## Task item
Copy everything in the ICE passage from "In other words: If" down to "of his life.", word for word.

## Text passage
BAN ICE

Welcome to Ban Week, in which Splinter writers will build a case for burning it all down.

The Immigration and Customs Enforcement agency has been loathsome ever since it was created in 2003 out of the ashes of the Immigration and Naturalization Service. That is to be expected; an organization formed specifically to round up people and deport them is never going to be admirable.

But in the past, ICE’s misdeeds seemed to happen mostly out of sight. Even as President Obama cemented his legacy as deporter-in-chief, his support of some kind of immigration reform, his implementation of the DACA program, and—perhaps most importantly—the broad pass he got from a large chunk of his base kept his immigration record from tarnishing his image too much.

We should have been paying more attention. Obama passed a well-oiled apparatus of injustice onto Donald Trump. And under Trump, ICE is running wild. Anybody with even the slightest conscience should be able to see that it is rotten to the core. It is tearing communities apart. It is destroying lives with obvious glee. It is little more than a blunt instrument of racist terror.

Don’t take my word for it. Thomas Homan, the head of ICE, has all but said it himself. In June, he told a congressional committee:

[I]f you’re in this country illegally, and you committed a crime by entering this country, you should be uncomfortable, you should look over your shoulder, and you need to be worried.

In other words: If you have the audacity to try and exist in the United States without the right piece of paper, ICE wants you to live every single waking moment of your life in fear. It even wants your neighbors to snitch on you, as Splinter recently reported.

Watch Homan in any of his public appearances and you can see how excited he is by all of this. He is a vital part of an effort by a white supremacist government to remove an unwanted segment of the population from the United States, and he is having the time of his life.

ICE is responsible for a series of monstrous moral crimes.

## Data extract
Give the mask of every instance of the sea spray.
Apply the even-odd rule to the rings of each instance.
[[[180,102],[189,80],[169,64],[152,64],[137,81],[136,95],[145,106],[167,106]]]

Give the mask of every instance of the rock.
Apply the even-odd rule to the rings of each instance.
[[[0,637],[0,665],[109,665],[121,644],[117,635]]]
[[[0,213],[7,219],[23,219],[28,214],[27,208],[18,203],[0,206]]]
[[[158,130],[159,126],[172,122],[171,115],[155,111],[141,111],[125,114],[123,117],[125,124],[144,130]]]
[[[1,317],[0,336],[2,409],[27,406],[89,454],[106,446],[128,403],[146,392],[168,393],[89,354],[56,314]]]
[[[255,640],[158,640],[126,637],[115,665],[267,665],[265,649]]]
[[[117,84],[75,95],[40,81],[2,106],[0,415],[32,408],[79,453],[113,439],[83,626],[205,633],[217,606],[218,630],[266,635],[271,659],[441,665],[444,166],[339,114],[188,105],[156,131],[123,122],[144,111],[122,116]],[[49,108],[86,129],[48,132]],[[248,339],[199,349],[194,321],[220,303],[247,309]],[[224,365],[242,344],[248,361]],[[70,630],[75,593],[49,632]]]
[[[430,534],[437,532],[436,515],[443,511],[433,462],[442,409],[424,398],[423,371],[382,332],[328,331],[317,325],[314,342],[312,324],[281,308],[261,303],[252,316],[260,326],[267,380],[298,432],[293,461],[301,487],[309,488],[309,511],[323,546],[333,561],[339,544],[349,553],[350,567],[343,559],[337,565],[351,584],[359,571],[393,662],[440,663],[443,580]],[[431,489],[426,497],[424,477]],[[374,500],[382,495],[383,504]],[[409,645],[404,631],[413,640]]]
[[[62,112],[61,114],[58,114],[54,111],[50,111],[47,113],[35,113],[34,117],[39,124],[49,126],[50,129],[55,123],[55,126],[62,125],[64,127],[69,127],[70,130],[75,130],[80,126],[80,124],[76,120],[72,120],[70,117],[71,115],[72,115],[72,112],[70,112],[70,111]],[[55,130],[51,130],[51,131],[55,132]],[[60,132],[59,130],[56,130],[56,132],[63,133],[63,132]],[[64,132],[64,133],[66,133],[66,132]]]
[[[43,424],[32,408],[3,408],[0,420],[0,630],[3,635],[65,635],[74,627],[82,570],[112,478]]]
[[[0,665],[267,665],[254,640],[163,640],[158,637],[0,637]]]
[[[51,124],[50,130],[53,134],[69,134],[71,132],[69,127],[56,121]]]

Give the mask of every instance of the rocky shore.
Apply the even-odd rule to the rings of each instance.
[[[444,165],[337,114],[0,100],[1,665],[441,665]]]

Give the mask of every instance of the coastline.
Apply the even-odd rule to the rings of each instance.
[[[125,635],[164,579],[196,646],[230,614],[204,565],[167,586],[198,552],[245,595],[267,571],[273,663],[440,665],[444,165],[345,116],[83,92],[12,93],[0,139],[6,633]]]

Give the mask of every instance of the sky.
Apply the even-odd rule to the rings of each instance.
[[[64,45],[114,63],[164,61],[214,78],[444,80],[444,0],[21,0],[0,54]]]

## Answer to this problem
In other words: If you have the audacity to try and exist in the United States without the right piece of paper, ICE wants you to live every single waking moment of your life in fear. It even wants your neighbors to snitch on you, as Splinter recently reported.

Watch Homan in any of his public appearances and you can see how excited he is by all of this. He is a vital part of an effort by a white supremacist government to remove an unwanted segment of the population from the United States, and he is having the time of his life.